(Point-per-instance localization data)
———
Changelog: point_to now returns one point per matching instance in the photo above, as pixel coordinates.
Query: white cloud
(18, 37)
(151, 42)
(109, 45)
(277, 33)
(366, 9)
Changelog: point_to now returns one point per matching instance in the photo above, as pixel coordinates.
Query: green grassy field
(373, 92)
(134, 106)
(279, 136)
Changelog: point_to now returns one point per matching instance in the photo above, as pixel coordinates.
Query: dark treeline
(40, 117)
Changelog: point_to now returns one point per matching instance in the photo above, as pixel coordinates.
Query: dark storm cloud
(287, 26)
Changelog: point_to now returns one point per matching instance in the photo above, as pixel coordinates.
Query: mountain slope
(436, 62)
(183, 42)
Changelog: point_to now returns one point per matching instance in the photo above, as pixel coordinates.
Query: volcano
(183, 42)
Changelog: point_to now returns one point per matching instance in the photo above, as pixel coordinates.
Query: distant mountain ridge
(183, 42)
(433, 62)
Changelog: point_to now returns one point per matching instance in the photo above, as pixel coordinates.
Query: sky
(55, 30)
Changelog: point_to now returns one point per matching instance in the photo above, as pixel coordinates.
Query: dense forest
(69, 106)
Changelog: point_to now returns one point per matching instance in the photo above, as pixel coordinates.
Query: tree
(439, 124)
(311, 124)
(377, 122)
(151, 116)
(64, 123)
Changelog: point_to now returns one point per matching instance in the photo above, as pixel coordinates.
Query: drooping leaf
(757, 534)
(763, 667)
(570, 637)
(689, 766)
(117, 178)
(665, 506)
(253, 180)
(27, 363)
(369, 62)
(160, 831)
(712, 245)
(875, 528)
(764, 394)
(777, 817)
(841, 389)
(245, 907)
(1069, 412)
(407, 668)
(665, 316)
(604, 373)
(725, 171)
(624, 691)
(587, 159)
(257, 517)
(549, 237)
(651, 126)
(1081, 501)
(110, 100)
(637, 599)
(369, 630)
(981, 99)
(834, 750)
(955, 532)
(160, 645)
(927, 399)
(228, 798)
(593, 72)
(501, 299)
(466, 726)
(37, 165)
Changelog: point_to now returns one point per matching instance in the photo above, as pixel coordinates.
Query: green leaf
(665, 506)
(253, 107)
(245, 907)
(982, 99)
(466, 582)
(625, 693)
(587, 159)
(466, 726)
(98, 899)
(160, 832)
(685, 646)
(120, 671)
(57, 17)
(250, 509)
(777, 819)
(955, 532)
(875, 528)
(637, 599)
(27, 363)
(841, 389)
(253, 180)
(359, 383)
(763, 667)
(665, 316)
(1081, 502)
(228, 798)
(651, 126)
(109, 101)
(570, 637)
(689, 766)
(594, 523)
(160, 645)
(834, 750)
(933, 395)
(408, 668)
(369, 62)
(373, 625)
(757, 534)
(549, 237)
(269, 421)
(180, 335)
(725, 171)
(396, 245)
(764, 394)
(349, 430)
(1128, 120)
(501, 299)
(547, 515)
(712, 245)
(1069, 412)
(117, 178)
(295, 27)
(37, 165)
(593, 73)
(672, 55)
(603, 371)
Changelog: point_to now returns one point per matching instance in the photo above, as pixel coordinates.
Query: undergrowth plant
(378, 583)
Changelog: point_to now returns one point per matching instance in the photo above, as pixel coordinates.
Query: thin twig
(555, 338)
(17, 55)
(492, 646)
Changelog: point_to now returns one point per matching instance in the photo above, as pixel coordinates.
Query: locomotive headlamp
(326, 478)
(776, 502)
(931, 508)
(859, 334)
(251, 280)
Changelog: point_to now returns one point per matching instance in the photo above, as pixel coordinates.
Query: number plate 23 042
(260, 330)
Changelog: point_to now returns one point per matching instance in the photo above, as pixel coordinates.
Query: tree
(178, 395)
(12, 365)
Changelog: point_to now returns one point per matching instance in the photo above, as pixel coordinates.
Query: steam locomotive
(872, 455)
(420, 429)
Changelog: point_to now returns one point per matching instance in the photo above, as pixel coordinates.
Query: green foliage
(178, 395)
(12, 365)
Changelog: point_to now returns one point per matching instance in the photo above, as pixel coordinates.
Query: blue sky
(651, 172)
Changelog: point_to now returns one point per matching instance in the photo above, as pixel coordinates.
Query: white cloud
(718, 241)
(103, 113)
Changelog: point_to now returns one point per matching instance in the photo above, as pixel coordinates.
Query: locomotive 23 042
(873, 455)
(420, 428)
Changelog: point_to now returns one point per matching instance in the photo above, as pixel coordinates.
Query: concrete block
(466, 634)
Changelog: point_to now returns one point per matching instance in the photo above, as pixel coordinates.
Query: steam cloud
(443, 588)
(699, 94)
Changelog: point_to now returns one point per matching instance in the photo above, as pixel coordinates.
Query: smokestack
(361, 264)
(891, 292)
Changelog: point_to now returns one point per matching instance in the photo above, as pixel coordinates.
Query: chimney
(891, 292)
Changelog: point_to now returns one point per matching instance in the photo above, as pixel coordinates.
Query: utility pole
———
Exercise — Print out all the entries above exactly.

Expected output —
Changelog: point_to now returns one point per matching instance in the photo above, as pixel coordinates.
Query: white cloud
(18, 37)
(151, 42)
(109, 45)
(277, 33)
(366, 9)
Changelog: point_to now returns one point per matching instance in the photo above, as pixel coordinates.
Query: green grassy field
(373, 92)
(134, 106)
(279, 136)
Changelog: point_to now returns one point per matching instance in the photo above, as pixel coordinates.
Query: dark treeline
(40, 117)
Changelog: point_to now returns one point per matching instance in the photo above, as pixel coordinates.
Query: dark storm cloud
(287, 26)
Changelog: point_to now returns one point per matching instance in the photo above, as pixel coordinates.
Query: mountain slope
(436, 62)
(183, 42)
Changelog: point_to now returns one point per matching instance in the photo above, as pixel coordinates.
Query: volcano
(183, 42)
Changelog: point_to now returns one point per matching instance in the photo above, as pixel coordinates.
Query: distant mountain ridge
(183, 42)
(433, 62)
Changelog: point_to now returns one point per matching instance in the photo above, as pixel coordinates.
Query: sky
(55, 30)
Changelog: point_to now returns one point per matching instance in the photo above, as pixel coordinates.
Query: dense forest
(69, 106)
Changelog: point_to now returns one point per matching instance in the photo above, as pixel coordinates.
Query: tree
(439, 124)
(311, 124)
(377, 122)
(151, 116)
(64, 123)
Changelog: point_to now returns one point per matching instance in the photo above, as pixel coordinates.
Query: drooping leaf
(757, 534)
(763, 667)
(570, 637)
(689, 766)
(117, 178)
(665, 506)
(253, 180)
(27, 363)
(369, 62)
(160, 831)
(712, 245)
(875, 528)
(764, 394)
(777, 817)
(841, 389)
(245, 907)
(1069, 412)
(407, 668)
(665, 316)
(604, 373)
(725, 171)
(624, 691)
(587, 159)
(257, 517)
(549, 237)
(651, 126)
(1081, 501)
(110, 100)
(637, 599)
(369, 630)
(981, 99)
(834, 750)
(955, 532)
(160, 645)
(927, 399)
(228, 798)
(593, 72)
(501, 299)
(466, 726)
(37, 165)
Changelog: point_to now returns one point per matching instance in the photo above, as pixel coordinates.
Query: green leaf
(665, 506)
(253, 107)
(245, 907)
(982, 99)
(466, 582)
(625, 693)
(587, 159)
(466, 726)
(98, 899)
(160, 832)
(685, 646)
(120, 671)
(57, 17)
(250, 509)
(777, 819)
(955, 532)
(875, 528)
(637, 599)
(27, 363)
(841, 389)
(253, 180)
(359, 383)
(763, 667)
(665, 316)
(1081, 502)
(228, 798)
(651, 126)
(109, 101)
(570, 637)
(689, 766)
(594, 523)
(160, 645)
(834, 750)
(933, 395)
(408, 668)
(369, 62)
(373, 625)
(757, 534)
(549, 237)
(269, 421)
(180, 335)
(725, 171)
(396, 245)
(764, 394)
(349, 430)
(1128, 120)
(501, 299)
(547, 515)
(712, 245)
(1069, 412)
(117, 178)
(295, 27)
(37, 165)
(593, 73)
(672, 55)
(603, 371)
Changelog: point_to now returns one point per matching instance in the photo above, as pixel coordinates.
Query: undergrowth plant
(378, 583)
Changelog: point_to now returns one point per matching instance in the photo above, as pixel coordinates.
Query: thin twig
(555, 338)
(17, 55)
(492, 646)
Changelog: point_to now returns one point per matching instance in the photo above, as pixel coordinates.
Query: locomotive headlamp
(326, 478)
(776, 502)
(931, 508)
(859, 334)
(251, 280)
Changelog: point_to now returns one point per matching instance in the photo above, as pixel coordinates.
Query: number plate 23 042
(260, 330)
Changelog: point_to now returns one point per matching instance in the photo above, as pixel coordinates.
Query: tree
(178, 395)
(12, 365)
Changelog: point_to now returns one point per matching instance in the photo above, as pixel coordinates.
Query: steam locomotive
(872, 455)
(420, 429)
Changelog: point_to now returns one point per matching instance in the photo above, as pixel coordinates.
Query: green foliage
(178, 395)
(12, 365)
Changelog: point_to now returns one point per matching instance in the photo above, as pixel coordinates.
Query: blue sky
(651, 172)
Changelog: point_to now returns one point per matching instance in the photo above, as pixel coordinates.
Query: white cloud
(718, 241)
(103, 113)
Changelog: point_to now returns one point per matching instance in the photo above, as pixel coordinates.
Query: locomotive 23 042
(873, 455)
(420, 428)
Changelog: point_to now returns one point per matching instance in the photo above, as pixel coordinates.
Query: concrete block
(466, 634)
Changelog: point_to now returns one point per matching instance in the photo above, as pixel coordinates.
Query: steam cloud
(443, 588)
(699, 94)
Changelog: point_to now returns one point per matching instance in the photo above, as pixel coordinates.
Query: smokestack
(361, 264)
(891, 292)
Changelog: point_to now returns one point per matching instance in the photo above, as pixel coordinates.
Query: chimney
(891, 292)
Changelog: point_to now returns one point per matching instance in the photo above, as pixel coordinates.
Query: utility pole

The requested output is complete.